(Beginning of TEXT FOR ANALYSIS)

Explained – Working and Advantages of a Recommendation Engine


Share on LinkedIn

Online shopping has grown by leaps and bounds in the last few years. The number of e-commerce buyers is estimated to reach a whopping 2.14 billion by 2021. With e-commerce sites competing for buyer’s attention, a tool that comes in handy in attracting customers and ensuring repeat business is the product recommendation engine.

And if set up and configured properly, it can significantly boost revenues, CTRs, conversions, and other important metrics. Moreover, product recommendation can have positive effects on the user experience as well, which translates into metrics that are harder to measure but are nonetheless of much importance to online businesses, such as customer satisfaction and retention.

All this is only possible with a product recommendations engine. Recommendation engines basically are data filtering tools that make use of algorithms and data to recommend the most relevant items to a particular user. Or in simple terms, they are nothing but an automated form of a “shop counter guy”. You ask him for a product. Not only he shows that product, but also the related ones which you could buy. They are well trained in cross-selling and upselling.

With the growing amount of information on the internet and with a significant rise in the number of users, it is becoming important for companies to search, map and provide them with the relevant chunk of information according to their preferences and tastes.

Let’s consider an example to better understand the concept of a product recommendation engine. If I am not wrong, almost all of you must have used Amazon for shopping. And just so you know, 35% of Amazon.com’s revenue is generated by its product recommendation engine. So what’s their strategy?

(End of TEXT FOR ANALYSIS)

§ WORK REQUEST 1
Translate this sentence from the text on recommendation engines into Spanish: "Recommendation engines basically are data filtering tools that make use of algorithms and data to recommend the most relevant items to a particular user."
§ WORK REQUEST 2
Quote the stretch of the text on recommendation engines from "Let’s consider an" through "what’s their strategy?".
This data comes from a separate source and is unrelated to the text on recommendation engines.

(Beginning of DATA PROVIDED)

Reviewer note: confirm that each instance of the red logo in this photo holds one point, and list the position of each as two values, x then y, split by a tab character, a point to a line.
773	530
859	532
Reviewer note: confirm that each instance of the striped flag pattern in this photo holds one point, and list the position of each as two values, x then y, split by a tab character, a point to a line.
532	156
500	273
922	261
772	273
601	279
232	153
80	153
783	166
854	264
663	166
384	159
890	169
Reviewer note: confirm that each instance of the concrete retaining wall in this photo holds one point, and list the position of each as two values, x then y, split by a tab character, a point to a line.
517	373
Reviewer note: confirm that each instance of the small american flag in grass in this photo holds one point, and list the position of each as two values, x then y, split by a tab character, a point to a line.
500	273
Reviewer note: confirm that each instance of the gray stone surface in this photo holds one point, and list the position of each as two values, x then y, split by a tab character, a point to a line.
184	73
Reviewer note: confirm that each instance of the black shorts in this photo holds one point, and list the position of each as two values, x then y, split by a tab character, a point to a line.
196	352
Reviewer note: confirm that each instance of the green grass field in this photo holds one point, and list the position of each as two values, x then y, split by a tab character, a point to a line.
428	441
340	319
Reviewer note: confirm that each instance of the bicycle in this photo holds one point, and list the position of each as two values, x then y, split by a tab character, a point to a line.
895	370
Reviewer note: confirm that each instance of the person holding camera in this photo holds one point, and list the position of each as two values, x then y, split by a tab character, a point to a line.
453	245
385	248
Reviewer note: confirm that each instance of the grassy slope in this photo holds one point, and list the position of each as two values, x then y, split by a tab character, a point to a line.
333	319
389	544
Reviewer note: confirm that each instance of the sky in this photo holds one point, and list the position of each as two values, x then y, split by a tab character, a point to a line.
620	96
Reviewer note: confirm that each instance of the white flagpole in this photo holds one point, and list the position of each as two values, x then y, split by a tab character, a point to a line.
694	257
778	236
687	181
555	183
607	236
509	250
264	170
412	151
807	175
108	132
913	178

(End of DATA PROVIDED)

§ EXERCISE OUTPUT 1
Los motores de recomendación son, básicamente, herramientas de filtrado de datos que utilizan algoritmos y datos para recomendar los artículos más relevantes a un usuario concreto.

§ EXERCISE OUTPUT 2
Let’s consider an example to better understand the concept of a product recommendation engine. If I am not wrong, almost all of you must have used Amazon for shopping. And just so you know, 35% of Amazon.com’s revenue is generated by its product recommendation engine. So what’s their strategy?